**TASK 1**
Return the passage about the Missouri law word for word, starting with "I am not alone" and going on through "rape or incest.".
**TASK 2**
Resume the passage about the Missouri law, writing on from its final sentence.

++++ TEXT SHOWN

Women should be trusted to make their own health care decisions. In fact, it’s our constitutional right. Instead, we are subjected to extreme laws. It’s been happening for years, and it leaves all of us wondering what will come next. Considerations for the life and health of the mother could very well come under attack.

The governor and Republican lawmakers in Jefferson City have gone too far.

I am not alone in feeling this way. In fact, Republicans, Democrats and independents in our state and across the nation are shocked by this law. This includes President Donald Trump, who came out in opposition to this cruel public policy of not making exceptions in the case of rape or incest.

I’m frustrated to once again see Missouri portrayed this way, especially over an issue that is so personal to so many people.

++++++++
++++ PROVIDED DATA

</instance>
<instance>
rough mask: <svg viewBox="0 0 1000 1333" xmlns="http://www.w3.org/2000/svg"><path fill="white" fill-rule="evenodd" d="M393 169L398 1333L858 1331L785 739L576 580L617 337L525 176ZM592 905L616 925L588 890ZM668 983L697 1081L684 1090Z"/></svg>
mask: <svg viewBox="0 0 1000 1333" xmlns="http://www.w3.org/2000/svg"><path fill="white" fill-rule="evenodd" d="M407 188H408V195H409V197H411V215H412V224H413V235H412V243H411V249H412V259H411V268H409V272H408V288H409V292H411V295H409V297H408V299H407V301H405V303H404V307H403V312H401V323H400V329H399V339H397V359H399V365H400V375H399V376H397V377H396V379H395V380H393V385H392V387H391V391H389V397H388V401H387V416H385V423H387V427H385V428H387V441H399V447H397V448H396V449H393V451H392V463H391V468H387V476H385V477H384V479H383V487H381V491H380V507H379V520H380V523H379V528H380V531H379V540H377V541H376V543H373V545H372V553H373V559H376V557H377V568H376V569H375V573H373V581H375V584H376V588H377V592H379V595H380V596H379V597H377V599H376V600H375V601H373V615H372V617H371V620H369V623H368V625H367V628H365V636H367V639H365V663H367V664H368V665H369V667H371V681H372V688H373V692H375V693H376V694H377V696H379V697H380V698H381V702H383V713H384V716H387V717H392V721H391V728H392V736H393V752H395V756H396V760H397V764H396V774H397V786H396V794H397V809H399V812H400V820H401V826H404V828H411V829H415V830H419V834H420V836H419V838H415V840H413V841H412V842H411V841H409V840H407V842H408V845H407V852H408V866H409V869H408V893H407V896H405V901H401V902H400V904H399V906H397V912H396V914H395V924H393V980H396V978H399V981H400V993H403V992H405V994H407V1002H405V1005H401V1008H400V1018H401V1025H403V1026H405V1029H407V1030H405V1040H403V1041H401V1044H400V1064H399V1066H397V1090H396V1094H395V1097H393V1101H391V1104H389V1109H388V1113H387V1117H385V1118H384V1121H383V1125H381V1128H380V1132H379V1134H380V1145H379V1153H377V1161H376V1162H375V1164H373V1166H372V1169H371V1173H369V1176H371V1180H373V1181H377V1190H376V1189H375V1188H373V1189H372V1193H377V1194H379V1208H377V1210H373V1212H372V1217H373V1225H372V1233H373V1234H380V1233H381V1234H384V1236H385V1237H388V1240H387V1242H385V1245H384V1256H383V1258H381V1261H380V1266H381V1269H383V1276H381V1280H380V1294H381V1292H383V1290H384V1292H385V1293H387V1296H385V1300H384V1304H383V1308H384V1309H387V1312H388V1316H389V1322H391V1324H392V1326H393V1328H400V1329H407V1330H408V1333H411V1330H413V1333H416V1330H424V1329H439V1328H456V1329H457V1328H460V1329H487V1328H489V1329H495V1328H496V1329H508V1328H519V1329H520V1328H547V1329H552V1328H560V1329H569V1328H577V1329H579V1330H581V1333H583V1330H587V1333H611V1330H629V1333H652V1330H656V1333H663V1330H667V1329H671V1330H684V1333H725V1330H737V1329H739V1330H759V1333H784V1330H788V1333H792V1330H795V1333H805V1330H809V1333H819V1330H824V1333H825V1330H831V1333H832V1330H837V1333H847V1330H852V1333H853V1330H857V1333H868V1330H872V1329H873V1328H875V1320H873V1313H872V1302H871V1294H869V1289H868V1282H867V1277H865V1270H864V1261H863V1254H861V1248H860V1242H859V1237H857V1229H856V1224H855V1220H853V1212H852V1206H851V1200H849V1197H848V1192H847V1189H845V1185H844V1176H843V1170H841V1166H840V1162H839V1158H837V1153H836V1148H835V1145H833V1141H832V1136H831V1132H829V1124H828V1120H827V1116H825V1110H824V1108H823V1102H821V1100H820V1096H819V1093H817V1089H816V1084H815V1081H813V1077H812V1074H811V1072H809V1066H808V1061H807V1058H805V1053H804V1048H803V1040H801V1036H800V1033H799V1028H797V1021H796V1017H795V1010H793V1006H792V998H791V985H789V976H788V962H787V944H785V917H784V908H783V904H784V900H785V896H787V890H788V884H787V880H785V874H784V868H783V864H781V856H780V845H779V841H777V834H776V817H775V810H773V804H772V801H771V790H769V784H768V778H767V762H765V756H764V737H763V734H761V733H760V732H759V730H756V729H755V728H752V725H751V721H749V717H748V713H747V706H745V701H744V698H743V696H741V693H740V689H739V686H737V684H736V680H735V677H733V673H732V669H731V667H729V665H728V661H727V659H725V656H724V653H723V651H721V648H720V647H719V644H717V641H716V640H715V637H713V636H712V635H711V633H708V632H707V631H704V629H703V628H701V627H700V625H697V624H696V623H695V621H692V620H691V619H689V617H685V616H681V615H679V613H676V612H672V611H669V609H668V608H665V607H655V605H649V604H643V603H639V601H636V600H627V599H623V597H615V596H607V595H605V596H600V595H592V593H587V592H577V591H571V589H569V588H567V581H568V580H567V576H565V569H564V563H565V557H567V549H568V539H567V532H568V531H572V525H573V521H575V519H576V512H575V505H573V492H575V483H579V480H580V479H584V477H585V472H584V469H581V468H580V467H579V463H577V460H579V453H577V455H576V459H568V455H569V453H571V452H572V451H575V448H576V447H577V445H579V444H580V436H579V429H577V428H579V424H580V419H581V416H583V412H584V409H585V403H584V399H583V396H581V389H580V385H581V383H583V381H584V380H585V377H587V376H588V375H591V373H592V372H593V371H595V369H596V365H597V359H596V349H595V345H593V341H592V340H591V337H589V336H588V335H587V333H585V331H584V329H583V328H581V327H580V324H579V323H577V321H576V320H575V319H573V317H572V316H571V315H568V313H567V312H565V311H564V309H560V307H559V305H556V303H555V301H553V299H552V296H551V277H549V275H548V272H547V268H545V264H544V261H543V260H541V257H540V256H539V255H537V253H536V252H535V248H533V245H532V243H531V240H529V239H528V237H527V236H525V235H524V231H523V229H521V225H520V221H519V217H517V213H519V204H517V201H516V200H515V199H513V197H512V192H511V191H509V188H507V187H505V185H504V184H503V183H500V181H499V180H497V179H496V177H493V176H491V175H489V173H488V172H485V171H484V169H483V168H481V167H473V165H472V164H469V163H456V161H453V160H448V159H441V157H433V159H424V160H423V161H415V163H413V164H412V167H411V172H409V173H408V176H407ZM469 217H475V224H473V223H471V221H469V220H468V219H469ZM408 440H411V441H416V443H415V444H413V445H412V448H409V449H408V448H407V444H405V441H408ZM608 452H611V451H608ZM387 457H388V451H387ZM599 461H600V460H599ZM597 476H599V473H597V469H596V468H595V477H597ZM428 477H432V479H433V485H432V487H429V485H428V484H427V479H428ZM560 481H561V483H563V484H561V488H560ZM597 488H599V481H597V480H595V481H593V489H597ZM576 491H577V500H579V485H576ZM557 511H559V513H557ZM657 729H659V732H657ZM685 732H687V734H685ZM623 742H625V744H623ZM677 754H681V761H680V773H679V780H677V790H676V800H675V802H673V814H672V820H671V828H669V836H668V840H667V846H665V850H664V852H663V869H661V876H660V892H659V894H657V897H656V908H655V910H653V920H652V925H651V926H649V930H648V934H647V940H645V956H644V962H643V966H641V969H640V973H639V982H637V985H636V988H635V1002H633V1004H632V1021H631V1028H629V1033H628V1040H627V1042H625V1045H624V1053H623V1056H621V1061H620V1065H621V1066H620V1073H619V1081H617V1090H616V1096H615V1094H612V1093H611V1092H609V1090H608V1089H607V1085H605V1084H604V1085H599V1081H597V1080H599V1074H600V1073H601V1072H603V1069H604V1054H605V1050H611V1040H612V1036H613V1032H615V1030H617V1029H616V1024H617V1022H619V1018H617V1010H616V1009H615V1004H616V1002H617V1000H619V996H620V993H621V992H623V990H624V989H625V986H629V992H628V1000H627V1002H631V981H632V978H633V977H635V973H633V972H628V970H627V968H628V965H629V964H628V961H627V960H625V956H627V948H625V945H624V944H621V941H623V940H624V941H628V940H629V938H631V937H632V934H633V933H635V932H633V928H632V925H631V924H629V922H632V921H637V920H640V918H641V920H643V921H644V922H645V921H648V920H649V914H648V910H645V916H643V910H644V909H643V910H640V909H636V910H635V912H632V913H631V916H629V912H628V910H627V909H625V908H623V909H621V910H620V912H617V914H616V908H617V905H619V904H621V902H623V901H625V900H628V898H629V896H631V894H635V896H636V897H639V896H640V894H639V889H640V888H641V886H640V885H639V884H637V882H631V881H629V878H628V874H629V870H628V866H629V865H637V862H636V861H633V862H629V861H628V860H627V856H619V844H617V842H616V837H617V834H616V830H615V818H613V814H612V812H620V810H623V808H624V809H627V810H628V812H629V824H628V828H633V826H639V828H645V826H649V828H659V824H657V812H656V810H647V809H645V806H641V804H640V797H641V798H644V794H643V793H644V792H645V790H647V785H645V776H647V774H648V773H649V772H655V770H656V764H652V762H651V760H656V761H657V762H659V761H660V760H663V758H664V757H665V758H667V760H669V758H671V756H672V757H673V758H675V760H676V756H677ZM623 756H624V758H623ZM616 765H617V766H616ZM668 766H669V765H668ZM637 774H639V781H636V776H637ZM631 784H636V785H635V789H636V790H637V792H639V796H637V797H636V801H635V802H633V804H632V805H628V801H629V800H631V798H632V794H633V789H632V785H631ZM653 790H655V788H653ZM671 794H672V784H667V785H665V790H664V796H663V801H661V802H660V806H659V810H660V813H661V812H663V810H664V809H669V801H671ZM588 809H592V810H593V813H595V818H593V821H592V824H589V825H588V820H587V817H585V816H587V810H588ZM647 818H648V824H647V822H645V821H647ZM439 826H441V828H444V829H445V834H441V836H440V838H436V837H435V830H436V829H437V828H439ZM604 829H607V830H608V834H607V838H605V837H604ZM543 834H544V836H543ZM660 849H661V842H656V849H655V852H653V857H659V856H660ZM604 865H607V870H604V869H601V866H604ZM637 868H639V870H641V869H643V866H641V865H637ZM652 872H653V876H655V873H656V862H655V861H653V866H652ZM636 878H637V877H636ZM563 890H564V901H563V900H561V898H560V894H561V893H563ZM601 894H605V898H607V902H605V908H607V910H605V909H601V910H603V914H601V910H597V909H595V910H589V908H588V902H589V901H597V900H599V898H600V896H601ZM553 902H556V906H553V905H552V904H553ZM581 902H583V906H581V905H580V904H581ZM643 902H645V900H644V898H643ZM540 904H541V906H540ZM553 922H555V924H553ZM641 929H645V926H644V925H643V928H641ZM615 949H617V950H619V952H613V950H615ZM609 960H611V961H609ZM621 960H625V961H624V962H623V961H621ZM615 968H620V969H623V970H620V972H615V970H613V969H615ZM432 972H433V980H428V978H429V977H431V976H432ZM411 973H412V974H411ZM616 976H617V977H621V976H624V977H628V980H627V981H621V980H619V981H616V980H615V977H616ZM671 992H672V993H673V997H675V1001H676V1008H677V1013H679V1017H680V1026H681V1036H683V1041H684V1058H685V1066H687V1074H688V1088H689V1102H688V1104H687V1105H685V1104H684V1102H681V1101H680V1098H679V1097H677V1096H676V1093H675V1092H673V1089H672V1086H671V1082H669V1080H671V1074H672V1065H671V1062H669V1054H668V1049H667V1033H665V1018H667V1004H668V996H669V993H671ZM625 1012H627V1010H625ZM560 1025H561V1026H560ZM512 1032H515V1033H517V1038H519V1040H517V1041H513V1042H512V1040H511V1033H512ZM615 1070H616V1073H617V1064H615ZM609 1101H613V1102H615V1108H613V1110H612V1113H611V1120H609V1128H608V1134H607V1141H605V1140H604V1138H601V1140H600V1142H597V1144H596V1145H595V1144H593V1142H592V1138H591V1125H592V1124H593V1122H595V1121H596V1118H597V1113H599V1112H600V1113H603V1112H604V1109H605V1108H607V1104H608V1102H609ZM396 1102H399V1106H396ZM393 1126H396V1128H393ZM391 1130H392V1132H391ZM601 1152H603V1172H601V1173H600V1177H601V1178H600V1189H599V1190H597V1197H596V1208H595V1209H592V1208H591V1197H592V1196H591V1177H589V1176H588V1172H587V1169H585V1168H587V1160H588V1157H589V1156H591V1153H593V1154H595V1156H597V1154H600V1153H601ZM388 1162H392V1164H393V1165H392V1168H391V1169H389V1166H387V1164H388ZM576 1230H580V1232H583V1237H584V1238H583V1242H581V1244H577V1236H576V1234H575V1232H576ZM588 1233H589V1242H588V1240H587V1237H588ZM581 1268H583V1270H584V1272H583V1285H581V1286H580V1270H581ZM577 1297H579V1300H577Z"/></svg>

++++++++

**YOUR RESPONSE 1**
I am not alone in feeling this way. In fact, Republicans, Democrats and independents in our state and across the nation are shocked by this law. This includes President Donald Trump, who came out in opposition to this cruel public policy of not making exceptions in the case of rape or incest.

**YOUR RESPONSE 2**
Sometimes, the memories in the Capitol halls of Jefferson City are short. Even so, we all remember in 2012 when Todd Akin, the U.S. Senate nominee of the Republican Party, referred to “legitimate rape” and that a woman’s “body has ways to try to shut that whole thing down.” It made national headlines and was an embarrassment. Missourians refused to allow it.

Missouri women need health care. Missouri families need to know they have access to the constitutional rights granted under Roe v. Wade.

Instead, our state is once again at the forefront of extremism, because the governor is disrespecting women and delivering another dose of Akin. This time, it’s not just rhetoric, it’s the law.

Nicole Galloway is the Missouri state auditor.